Assigned task: Every line below that holds the word "dense" must be listed.

Records provided:
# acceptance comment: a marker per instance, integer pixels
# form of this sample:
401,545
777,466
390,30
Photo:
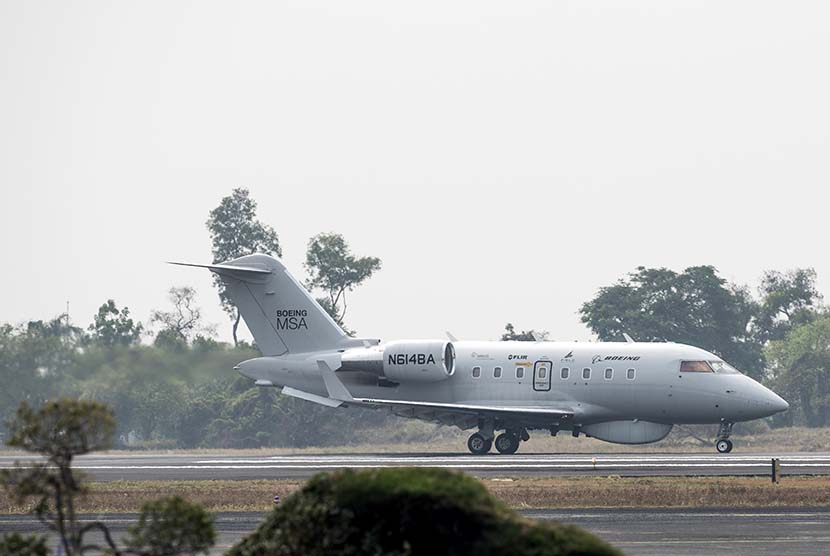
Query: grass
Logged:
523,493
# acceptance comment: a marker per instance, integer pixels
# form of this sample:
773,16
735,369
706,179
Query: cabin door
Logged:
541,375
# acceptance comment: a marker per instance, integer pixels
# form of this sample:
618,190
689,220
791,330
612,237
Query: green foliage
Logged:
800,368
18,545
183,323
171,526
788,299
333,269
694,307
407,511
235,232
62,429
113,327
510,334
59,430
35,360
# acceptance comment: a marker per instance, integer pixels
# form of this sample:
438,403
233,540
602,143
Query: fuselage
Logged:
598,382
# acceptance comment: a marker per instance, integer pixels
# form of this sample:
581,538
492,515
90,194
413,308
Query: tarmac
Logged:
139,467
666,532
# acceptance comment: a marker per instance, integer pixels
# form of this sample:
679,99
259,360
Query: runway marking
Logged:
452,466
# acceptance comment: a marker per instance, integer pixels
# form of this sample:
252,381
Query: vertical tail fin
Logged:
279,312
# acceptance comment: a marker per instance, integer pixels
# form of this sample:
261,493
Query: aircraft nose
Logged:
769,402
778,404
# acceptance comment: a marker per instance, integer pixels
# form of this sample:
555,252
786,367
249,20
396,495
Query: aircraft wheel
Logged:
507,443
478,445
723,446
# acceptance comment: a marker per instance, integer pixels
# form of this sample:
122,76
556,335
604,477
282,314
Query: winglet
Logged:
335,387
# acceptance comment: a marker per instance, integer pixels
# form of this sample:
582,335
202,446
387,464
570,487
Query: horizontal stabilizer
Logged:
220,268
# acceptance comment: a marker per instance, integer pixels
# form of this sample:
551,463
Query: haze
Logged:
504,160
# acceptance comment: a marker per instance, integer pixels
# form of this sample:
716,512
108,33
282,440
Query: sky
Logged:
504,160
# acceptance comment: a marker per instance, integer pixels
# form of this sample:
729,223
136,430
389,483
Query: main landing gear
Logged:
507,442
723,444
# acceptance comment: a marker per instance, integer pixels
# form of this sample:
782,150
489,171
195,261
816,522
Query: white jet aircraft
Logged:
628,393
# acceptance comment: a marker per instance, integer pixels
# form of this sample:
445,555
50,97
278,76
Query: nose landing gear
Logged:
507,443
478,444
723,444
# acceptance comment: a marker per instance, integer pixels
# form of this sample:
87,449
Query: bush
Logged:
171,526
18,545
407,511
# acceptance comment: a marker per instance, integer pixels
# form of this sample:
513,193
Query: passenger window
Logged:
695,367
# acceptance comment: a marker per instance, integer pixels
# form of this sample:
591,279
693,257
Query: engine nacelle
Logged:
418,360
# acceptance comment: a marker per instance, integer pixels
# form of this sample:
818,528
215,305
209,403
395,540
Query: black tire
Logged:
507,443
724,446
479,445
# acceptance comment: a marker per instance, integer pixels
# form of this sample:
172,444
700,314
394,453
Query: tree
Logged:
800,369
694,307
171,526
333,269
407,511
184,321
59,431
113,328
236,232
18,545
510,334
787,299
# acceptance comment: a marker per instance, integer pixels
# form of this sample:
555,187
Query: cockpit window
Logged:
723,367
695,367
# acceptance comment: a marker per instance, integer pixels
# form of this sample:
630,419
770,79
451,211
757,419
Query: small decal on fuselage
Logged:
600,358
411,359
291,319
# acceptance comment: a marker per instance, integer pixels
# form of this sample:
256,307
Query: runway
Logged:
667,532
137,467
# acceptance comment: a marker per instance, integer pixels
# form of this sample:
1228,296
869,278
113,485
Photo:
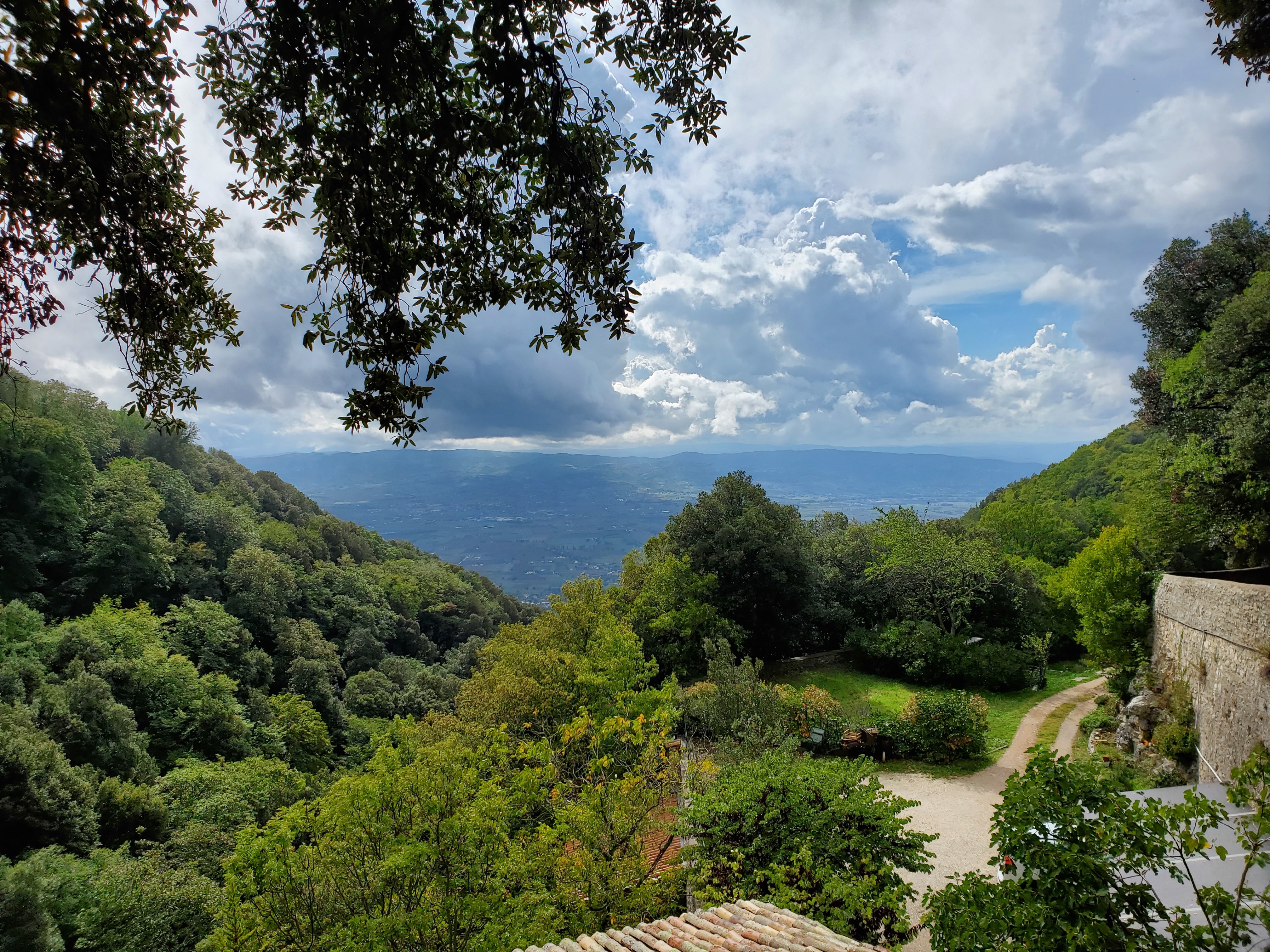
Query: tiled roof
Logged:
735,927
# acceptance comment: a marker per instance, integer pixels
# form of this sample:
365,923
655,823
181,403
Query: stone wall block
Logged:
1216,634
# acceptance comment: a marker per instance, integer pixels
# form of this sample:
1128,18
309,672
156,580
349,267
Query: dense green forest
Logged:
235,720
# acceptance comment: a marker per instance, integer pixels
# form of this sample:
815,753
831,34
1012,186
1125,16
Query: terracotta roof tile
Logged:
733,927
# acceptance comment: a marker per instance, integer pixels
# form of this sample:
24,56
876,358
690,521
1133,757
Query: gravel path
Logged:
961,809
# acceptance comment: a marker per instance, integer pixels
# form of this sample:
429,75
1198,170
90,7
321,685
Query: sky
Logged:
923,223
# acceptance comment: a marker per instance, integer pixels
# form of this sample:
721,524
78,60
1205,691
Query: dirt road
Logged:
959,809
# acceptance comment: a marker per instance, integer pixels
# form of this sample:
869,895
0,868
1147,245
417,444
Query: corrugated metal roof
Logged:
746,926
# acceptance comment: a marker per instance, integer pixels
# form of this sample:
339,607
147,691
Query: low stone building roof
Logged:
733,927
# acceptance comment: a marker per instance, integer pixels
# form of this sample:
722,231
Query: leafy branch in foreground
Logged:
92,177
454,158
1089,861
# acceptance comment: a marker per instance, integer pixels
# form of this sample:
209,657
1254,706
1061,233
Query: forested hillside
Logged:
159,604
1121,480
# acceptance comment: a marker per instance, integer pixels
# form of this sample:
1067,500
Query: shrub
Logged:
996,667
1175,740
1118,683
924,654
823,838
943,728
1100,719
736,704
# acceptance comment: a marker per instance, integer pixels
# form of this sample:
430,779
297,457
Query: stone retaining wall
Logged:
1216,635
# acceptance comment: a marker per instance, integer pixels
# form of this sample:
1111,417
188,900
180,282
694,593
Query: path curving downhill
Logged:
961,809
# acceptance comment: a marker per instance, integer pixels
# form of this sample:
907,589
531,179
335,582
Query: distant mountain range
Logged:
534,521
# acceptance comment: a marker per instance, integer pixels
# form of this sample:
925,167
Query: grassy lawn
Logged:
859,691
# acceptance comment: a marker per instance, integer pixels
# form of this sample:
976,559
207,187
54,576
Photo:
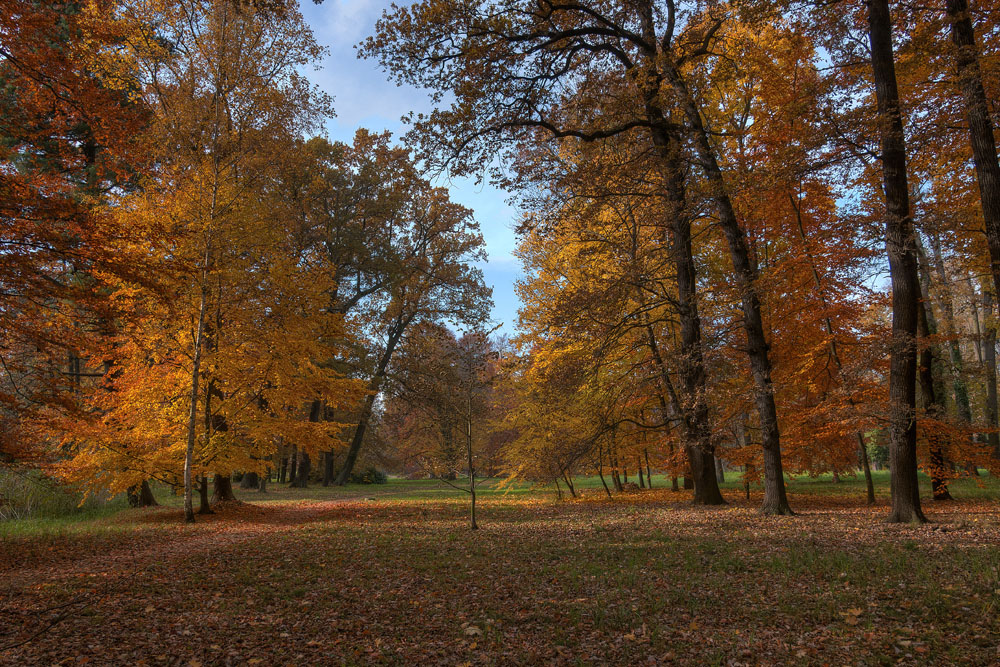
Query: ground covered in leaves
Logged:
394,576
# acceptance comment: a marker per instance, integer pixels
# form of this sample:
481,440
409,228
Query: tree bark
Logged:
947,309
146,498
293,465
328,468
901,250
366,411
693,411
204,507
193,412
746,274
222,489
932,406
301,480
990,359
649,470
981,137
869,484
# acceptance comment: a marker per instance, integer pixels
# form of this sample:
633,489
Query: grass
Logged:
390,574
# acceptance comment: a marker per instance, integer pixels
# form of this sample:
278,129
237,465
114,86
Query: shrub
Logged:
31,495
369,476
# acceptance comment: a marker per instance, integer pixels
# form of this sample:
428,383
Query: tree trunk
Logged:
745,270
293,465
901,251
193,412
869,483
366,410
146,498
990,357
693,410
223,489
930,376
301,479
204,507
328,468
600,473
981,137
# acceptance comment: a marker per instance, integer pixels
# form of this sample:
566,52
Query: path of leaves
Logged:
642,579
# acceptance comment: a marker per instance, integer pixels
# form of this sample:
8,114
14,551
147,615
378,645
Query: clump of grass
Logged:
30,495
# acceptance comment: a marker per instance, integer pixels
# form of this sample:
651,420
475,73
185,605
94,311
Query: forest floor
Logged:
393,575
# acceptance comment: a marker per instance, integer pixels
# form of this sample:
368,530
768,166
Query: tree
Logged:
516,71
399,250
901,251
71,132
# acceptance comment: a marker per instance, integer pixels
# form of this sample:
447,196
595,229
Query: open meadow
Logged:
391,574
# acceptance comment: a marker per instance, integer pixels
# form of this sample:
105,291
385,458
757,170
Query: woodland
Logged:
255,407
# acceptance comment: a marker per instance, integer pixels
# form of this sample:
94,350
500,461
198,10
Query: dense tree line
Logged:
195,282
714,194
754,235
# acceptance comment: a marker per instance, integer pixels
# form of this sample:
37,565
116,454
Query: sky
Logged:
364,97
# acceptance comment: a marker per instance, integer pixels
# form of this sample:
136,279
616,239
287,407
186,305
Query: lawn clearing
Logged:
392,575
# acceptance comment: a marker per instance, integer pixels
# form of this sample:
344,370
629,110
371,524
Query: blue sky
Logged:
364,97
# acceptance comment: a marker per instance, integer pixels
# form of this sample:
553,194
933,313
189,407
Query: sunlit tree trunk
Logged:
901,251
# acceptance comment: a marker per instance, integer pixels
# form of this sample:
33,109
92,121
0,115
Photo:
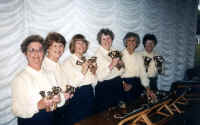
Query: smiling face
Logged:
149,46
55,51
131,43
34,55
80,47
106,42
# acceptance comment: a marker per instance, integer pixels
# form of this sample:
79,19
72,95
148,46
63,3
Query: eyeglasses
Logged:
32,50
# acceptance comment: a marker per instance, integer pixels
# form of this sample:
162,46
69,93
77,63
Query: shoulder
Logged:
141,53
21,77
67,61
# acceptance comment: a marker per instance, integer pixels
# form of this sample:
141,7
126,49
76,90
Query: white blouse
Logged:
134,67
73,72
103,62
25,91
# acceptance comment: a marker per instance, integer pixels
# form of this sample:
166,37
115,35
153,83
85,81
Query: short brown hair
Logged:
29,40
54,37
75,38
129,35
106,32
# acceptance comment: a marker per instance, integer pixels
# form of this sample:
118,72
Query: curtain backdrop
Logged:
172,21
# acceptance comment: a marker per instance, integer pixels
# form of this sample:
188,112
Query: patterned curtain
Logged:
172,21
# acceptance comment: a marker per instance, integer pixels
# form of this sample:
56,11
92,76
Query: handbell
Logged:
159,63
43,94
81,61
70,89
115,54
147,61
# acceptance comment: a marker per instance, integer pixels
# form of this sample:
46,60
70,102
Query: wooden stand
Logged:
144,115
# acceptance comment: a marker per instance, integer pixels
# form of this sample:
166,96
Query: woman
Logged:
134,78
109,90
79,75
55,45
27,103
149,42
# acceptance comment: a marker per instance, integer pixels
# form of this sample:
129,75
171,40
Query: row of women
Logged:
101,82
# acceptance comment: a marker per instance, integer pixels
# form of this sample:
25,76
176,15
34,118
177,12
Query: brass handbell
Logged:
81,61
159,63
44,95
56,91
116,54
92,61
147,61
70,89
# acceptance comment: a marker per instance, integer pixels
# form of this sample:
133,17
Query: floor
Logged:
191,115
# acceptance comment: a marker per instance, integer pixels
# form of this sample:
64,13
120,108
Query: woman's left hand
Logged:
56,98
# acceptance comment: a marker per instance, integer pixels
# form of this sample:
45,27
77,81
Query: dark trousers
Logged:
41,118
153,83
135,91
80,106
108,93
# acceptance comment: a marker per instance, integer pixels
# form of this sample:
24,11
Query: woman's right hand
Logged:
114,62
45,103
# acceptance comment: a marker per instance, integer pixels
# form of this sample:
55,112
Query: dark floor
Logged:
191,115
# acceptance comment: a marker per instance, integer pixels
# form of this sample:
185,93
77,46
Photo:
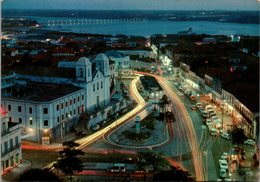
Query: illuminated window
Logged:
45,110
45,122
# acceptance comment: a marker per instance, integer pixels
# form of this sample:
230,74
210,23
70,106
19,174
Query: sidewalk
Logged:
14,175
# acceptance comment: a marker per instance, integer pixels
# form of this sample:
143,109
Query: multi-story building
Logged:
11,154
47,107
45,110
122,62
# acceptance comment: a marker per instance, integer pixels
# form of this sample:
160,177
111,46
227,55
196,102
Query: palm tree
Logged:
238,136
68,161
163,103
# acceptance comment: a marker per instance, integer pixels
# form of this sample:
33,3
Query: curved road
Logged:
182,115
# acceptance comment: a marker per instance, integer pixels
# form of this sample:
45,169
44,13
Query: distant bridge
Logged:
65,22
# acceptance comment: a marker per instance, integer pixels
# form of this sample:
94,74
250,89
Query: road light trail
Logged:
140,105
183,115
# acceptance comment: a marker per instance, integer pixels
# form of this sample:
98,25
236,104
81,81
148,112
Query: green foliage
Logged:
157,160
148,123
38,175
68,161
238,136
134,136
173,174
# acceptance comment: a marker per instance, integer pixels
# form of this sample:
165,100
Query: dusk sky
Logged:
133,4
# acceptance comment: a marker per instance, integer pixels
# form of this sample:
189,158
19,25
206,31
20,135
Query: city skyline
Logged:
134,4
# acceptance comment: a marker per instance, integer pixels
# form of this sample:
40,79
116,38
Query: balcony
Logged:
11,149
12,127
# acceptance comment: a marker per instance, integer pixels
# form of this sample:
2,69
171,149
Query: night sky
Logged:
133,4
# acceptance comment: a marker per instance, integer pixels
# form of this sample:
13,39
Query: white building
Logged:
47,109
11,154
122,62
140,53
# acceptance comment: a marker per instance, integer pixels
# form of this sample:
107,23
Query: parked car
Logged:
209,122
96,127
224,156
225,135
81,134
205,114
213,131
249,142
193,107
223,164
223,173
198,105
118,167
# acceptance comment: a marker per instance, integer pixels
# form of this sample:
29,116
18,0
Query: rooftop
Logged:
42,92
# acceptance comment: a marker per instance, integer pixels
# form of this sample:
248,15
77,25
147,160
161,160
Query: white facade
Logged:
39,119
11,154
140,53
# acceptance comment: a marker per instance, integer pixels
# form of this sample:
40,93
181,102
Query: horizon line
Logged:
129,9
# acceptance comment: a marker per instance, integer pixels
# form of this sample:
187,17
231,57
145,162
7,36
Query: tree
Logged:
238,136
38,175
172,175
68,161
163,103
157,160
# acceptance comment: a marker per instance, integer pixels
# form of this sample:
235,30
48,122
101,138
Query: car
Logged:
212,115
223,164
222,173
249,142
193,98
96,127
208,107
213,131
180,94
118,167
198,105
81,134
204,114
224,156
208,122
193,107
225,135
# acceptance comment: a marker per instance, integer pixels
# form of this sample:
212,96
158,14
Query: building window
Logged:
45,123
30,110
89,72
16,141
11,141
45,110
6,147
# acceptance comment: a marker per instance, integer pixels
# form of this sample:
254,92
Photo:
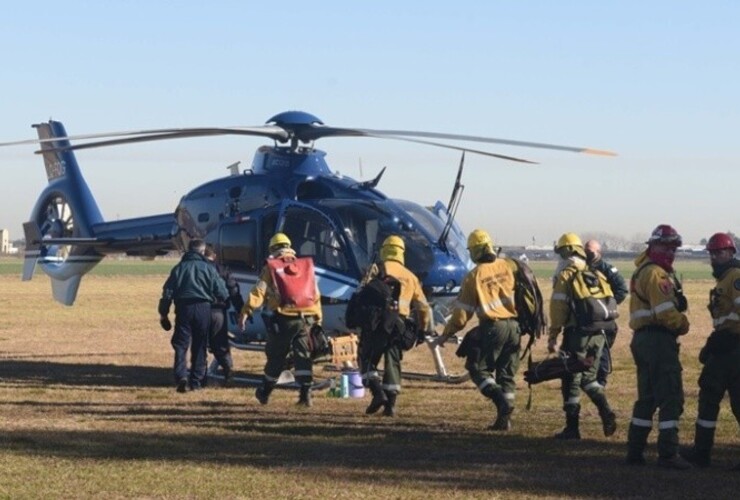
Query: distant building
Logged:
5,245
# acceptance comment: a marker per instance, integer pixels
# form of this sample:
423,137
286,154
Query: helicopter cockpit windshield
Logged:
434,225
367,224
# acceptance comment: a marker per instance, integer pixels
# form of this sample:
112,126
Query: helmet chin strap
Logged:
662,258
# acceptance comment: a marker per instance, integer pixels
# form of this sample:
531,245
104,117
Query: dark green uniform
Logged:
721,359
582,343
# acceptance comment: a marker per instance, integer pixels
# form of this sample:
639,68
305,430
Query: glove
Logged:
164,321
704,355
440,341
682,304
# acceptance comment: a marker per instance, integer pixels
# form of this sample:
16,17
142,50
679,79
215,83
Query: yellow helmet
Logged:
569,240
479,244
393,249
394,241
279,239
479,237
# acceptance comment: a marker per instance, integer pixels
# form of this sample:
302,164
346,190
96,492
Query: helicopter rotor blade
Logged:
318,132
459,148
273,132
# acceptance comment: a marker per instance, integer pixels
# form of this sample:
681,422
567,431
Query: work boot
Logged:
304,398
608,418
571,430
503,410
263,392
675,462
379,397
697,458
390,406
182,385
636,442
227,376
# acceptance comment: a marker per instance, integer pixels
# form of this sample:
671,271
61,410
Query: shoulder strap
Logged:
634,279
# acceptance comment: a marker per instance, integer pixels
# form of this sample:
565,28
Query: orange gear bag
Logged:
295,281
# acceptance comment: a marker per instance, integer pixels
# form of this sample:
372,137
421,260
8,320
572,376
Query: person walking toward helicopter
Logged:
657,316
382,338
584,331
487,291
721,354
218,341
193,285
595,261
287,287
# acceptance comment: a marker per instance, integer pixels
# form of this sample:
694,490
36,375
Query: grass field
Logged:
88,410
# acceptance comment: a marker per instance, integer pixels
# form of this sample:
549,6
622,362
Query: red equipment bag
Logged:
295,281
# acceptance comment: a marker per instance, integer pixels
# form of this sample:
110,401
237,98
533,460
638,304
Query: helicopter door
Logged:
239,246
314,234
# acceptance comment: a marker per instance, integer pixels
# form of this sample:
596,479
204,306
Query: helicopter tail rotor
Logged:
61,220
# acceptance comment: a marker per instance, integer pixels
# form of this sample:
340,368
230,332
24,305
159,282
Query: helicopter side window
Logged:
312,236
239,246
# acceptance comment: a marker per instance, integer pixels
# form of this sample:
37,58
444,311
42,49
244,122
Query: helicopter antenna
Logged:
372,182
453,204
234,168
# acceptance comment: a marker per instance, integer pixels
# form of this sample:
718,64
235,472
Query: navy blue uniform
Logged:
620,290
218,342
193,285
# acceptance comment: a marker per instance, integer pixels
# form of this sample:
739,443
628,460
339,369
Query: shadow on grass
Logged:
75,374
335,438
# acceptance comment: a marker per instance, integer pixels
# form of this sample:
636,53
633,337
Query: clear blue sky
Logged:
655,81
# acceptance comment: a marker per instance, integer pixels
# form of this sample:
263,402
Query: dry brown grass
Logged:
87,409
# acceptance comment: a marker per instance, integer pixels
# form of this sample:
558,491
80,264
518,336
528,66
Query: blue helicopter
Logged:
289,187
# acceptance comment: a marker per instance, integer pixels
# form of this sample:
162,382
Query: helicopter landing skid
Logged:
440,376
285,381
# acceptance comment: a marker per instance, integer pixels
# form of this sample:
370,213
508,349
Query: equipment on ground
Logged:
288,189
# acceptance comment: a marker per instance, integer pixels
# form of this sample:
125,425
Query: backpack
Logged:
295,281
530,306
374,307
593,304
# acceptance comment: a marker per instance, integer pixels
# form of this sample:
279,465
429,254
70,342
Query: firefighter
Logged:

Finished exercise:
Query: dense green forest
Query: dense tree line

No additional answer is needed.